* [EXERCISE REQUIREMENTS]
Starting with the line that contains "Task: mark each instance of the long", copy every line through the end of the data below, exactly and with nothing added.

Point-per-instance localization data:
-- -- --
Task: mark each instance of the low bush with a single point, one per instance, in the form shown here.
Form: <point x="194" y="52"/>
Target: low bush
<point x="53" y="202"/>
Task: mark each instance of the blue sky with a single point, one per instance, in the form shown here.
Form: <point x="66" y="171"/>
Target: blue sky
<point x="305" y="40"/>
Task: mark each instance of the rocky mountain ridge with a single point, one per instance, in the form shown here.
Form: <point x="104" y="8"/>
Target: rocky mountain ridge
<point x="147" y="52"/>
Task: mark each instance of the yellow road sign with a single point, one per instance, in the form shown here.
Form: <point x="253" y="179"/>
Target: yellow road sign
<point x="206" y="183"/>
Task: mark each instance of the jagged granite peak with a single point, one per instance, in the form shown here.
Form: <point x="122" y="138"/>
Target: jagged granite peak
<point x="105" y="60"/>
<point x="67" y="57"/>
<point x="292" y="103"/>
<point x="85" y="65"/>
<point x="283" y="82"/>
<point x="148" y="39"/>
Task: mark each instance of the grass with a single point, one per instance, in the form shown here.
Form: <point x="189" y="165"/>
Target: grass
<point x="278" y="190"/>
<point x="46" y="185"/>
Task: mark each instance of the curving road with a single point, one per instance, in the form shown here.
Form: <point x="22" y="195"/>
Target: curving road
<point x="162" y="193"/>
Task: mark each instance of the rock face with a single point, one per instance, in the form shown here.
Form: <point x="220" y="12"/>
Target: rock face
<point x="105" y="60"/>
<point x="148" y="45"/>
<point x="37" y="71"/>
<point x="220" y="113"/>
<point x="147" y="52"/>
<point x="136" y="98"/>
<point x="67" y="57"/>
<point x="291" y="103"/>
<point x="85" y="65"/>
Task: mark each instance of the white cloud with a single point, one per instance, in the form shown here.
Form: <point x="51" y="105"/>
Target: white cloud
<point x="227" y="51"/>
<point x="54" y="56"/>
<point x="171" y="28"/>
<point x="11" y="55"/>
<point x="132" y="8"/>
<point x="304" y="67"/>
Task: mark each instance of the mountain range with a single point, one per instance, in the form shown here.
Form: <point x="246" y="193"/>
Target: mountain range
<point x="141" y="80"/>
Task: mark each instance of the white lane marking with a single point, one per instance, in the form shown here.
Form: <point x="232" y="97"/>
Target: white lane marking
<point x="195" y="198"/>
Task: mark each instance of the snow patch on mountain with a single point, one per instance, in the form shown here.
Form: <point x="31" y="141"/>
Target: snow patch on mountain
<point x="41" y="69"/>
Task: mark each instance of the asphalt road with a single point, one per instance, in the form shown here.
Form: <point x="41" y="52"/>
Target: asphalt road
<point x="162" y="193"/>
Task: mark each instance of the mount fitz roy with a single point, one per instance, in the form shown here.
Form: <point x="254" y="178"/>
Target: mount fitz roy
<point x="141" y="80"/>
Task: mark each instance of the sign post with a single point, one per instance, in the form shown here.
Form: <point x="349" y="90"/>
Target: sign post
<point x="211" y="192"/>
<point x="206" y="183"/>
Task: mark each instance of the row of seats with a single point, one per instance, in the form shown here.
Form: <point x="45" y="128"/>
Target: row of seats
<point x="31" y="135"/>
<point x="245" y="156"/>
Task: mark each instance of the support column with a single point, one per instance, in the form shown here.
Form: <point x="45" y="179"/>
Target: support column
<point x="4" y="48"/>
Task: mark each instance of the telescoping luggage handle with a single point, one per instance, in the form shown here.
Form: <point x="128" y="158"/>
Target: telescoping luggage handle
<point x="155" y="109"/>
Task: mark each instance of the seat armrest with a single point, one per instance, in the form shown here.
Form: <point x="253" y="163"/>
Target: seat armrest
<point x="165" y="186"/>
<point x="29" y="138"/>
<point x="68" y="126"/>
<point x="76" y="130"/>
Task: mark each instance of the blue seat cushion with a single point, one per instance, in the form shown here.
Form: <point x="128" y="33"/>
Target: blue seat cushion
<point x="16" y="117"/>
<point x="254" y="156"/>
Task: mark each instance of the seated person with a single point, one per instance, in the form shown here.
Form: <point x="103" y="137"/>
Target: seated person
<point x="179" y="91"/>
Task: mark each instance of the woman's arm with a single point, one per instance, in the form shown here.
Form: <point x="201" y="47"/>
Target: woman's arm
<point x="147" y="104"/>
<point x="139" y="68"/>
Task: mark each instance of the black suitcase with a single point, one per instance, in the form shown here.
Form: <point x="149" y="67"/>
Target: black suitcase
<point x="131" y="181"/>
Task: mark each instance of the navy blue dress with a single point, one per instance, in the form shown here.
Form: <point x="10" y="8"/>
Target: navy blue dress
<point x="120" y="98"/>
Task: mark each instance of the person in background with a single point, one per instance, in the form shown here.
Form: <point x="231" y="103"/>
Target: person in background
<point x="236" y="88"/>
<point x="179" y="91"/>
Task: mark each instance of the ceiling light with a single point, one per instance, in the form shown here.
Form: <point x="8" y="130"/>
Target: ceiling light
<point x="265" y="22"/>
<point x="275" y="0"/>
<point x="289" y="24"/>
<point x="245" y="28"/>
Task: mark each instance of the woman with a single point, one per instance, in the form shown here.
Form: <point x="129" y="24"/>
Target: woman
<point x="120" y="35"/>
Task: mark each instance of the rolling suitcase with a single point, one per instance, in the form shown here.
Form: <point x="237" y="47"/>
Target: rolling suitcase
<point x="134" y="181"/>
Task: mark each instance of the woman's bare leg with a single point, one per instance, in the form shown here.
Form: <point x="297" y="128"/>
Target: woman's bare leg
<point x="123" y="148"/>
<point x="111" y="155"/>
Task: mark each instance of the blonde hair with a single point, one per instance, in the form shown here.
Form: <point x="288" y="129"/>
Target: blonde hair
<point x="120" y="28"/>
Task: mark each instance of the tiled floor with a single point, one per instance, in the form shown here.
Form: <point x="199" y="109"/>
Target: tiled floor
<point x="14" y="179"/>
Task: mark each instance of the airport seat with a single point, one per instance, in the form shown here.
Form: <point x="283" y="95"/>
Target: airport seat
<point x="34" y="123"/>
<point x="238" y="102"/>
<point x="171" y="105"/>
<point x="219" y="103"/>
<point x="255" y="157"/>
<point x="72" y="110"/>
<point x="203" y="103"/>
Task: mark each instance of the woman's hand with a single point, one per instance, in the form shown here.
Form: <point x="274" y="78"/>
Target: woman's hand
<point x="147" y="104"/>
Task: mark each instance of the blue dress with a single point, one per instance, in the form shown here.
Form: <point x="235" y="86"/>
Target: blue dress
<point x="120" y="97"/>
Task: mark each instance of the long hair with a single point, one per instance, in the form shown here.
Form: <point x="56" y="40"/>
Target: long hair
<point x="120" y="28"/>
-- -- --
* [TASK SOLUTION]
Task: mark each instance of the long hair with a single point, one per instance, in the form shown here.
Form: <point x="56" y="40"/>
Target: long hair
<point x="120" y="28"/>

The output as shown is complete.